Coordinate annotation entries
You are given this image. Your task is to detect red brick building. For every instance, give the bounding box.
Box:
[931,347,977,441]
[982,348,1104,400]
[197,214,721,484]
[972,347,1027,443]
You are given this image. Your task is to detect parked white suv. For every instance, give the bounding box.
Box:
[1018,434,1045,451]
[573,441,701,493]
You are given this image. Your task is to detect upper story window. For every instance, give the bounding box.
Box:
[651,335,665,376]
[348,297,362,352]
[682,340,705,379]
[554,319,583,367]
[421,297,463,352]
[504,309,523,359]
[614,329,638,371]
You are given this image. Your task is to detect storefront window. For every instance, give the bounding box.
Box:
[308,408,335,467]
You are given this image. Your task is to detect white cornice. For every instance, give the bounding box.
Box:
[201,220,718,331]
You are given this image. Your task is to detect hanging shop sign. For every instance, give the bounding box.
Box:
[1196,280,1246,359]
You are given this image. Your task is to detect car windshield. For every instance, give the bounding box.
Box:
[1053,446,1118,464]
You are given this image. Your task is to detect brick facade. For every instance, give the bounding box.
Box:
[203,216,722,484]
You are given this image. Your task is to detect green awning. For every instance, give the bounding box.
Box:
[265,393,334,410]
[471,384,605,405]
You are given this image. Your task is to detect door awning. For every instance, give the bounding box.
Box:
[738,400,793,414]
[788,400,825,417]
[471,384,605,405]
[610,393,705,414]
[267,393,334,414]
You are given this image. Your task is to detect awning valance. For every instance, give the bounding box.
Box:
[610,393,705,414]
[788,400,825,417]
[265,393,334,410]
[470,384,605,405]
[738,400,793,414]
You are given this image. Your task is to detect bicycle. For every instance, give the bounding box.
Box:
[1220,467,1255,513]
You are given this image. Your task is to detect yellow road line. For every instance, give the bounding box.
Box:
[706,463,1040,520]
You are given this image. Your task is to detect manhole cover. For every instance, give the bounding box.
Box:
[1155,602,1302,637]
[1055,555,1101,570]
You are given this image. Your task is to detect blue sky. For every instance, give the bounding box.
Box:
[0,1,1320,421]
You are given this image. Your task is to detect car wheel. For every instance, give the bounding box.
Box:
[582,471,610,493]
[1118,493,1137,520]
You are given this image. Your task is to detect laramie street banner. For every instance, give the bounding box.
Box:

* **Set problem**
Go through the records above and set each one down exactly, please.

* **Task result**
You are given this image. Your task is to detect red brick building. For every instance, give the bounding box.
Box:
[931,347,977,441]
[982,348,1104,400]
[197,214,721,484]
[972,347,1027,443]
You are given this image. Your task is to detect parked white suv. For every instance, give the bounding box.
Box:
[1018,434,1045,451]
[573,441,701,493]
You are given this image. Your task is to detect upper story window. For every instance, give the bounding box.
Box:
[651,335,665,376]
[348,297,362,352]
[682,340,705,379]
[554,319,583,367]
[421,297,463,352]
[504,309,523,359]
[614,329,638,371]
You are given this image. Your task is to detect storefront window. For every instance, give the bounding box.
Box:
[308,408,335,467]
You are given this image. Your task is to detect white cornice. For every instance, give the bounding box.
Box:
[201,220,718,331]
You are given this image. Your task is to detect hanging shop sign. For every instance, give the bounding box.
Box:
[1196,280,1246,359]
You are given this image. Your task is to detect car windshield. For every instance, give the bounding box.
Box:
[1053,446,1118,464]
You are given this image. Your task is to detect brick facade. For every instance, give the bounding box.
Box:
[203,216,722,484]
You are given this image. Your task is to detect green awning. For every instance, give the bounding box.
Box:
[265,393,334,410]
[471,384,605,405]
You are given this image. Your task is to detect door awning. For every instance, give the bounding box.
Box:
[738,400,793,414]
[788,400,825,417]
[471,384,605,405]
[610,393,705,414]
[267,393,334,414]
You are given this image. Your task is to detect awning valance. For every instance, give the bounding box.
Box:
[610,393,705,414]
[788,400,825,417]
[265,393,334,410]
[470,384,605,405]
[738,400,793,414]
You are given this image. Your task is to detect bicycle. For every instance, give the bounding box.
Box:
[1220,467,1255,513]
You are given this image. Your task is to detect yellow road line. For every instance, give the bounding box.
Box:
[706,463,1040,520]
You are given this image. Your task is to detect manhole cover. For every instance, give the bounding box.
Box:
[1155,602,1302,637]
[1055,555,1101,570]
You are given this image. Your task is to detect blue sky. For every instance, give the bounding box.
Box:
[0,1,1320,421]
You are given this image. Your task is to detect car wheel. For every instance, give the bounding box.
Box:
[582,471,610,493]
[1118,493,1137,520]
You are given this image. Your task is to detect laramie street banner. For every instance, give the bounding box.
Box:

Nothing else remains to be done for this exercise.